Given exercise >> Reproduce verbatim the lines below, beginning with the line that contains "Guideline: the keypoint for each instance of the ear" and continuing through the final line, inclusive.

—————

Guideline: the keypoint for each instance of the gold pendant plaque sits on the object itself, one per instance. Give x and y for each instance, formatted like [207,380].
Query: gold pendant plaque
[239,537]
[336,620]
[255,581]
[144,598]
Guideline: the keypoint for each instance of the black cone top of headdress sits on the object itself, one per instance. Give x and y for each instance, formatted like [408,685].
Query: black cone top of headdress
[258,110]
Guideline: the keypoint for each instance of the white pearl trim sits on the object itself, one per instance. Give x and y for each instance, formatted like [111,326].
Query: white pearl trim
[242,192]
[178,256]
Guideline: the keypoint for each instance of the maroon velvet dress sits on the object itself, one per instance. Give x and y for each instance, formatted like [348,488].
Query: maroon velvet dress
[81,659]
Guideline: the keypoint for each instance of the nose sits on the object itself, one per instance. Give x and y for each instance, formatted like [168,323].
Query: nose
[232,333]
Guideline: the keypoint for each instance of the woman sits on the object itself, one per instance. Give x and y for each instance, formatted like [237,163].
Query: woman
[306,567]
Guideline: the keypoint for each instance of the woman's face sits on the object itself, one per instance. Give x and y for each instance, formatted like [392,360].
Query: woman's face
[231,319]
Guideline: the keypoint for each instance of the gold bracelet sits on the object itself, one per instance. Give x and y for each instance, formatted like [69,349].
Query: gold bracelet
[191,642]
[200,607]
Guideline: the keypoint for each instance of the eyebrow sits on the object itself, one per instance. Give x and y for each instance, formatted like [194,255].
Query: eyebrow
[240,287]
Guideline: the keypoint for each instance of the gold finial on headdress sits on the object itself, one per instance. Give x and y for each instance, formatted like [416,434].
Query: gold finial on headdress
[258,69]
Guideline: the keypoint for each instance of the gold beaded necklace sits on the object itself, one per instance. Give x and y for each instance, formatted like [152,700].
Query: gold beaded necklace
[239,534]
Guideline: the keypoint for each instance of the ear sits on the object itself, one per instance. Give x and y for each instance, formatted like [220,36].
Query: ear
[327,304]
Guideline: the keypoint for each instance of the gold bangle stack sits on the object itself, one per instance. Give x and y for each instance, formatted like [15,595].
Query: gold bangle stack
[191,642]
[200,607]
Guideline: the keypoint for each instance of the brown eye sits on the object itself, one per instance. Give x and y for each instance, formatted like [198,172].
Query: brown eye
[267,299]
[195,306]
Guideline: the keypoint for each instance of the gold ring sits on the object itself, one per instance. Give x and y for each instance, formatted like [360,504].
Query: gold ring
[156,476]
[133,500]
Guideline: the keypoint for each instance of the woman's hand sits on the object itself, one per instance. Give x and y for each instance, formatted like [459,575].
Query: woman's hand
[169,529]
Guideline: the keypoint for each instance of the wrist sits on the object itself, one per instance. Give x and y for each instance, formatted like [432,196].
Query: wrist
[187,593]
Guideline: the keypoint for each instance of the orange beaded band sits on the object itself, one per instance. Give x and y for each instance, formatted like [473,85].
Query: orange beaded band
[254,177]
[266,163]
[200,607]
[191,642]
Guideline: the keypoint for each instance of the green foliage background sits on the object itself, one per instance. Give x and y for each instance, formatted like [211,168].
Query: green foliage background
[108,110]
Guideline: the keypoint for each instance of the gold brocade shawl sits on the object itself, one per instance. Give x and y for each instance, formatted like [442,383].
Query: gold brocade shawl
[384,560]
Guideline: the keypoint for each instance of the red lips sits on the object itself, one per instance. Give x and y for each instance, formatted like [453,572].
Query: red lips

—————

Answer to the problem >>
Guideline: the keypoint for each instance of the ear sits on the object itself, one per instance. Give x and y for each instance, formatted like [220,36].
Query: ear
[327,304]
Guideline: the keypoint for each instance of the gold bangle stack sits on the object itself, one per instance. Give x and y for each instance, formatted like [15,595].
Query: gold bangle stack
[191,642]
[200,607]
Guideline: the keypoint for each instance of the brown eye sits on the object itself, one per instance. Give x and y for each instance, formatted like [198,172].
Query: brown eye
[267,299]
[195,306]
Guideline: the keypoint for each instance of the gold ring sits on the object itself, one per instance. Give x and y for each instance, formatted like [360,504].
Query: gold ring
[156,476]
[133,500]
Guideline: the keypoint for each instance of the woman's hand sits on the object itself, one per instance. Give x and y for each instance, formatted like [459,575].
Query: woman's hand
[169,529]
Guideline: the keypoint for each instance of the wrist sits on the object itself, one per instance. Give x and y for each instance, formatted like [432,196].
Query: wrist
[187,593]
Guideline: the keypoint for each instance of the orange beaded band sits on the object itself, one per instance. Give x and y for each instance, formatted like [473,85].
Query: orange beaded band
[254,177]
[266,163]
[200,607]
[191,642]
Guideline: the keypoint for each instance of the green foliage background sits on the object itself, one per instance. Give x and y for each instance, formatted like [211,168].
Query: green foliage background
[108,110]
Guideline: the keypoint for each instance of the gold brocade shawl sits on the object itself, one per instance. Give x and y for each instance, formatted like [442,383].
Query: gold brocade shawl
[384,560]
Guideline: the keypoint for each instance of the red lips sits on the object itself, one per instance. Give x and y for each instance, formatted like [453,572].
Query: red lips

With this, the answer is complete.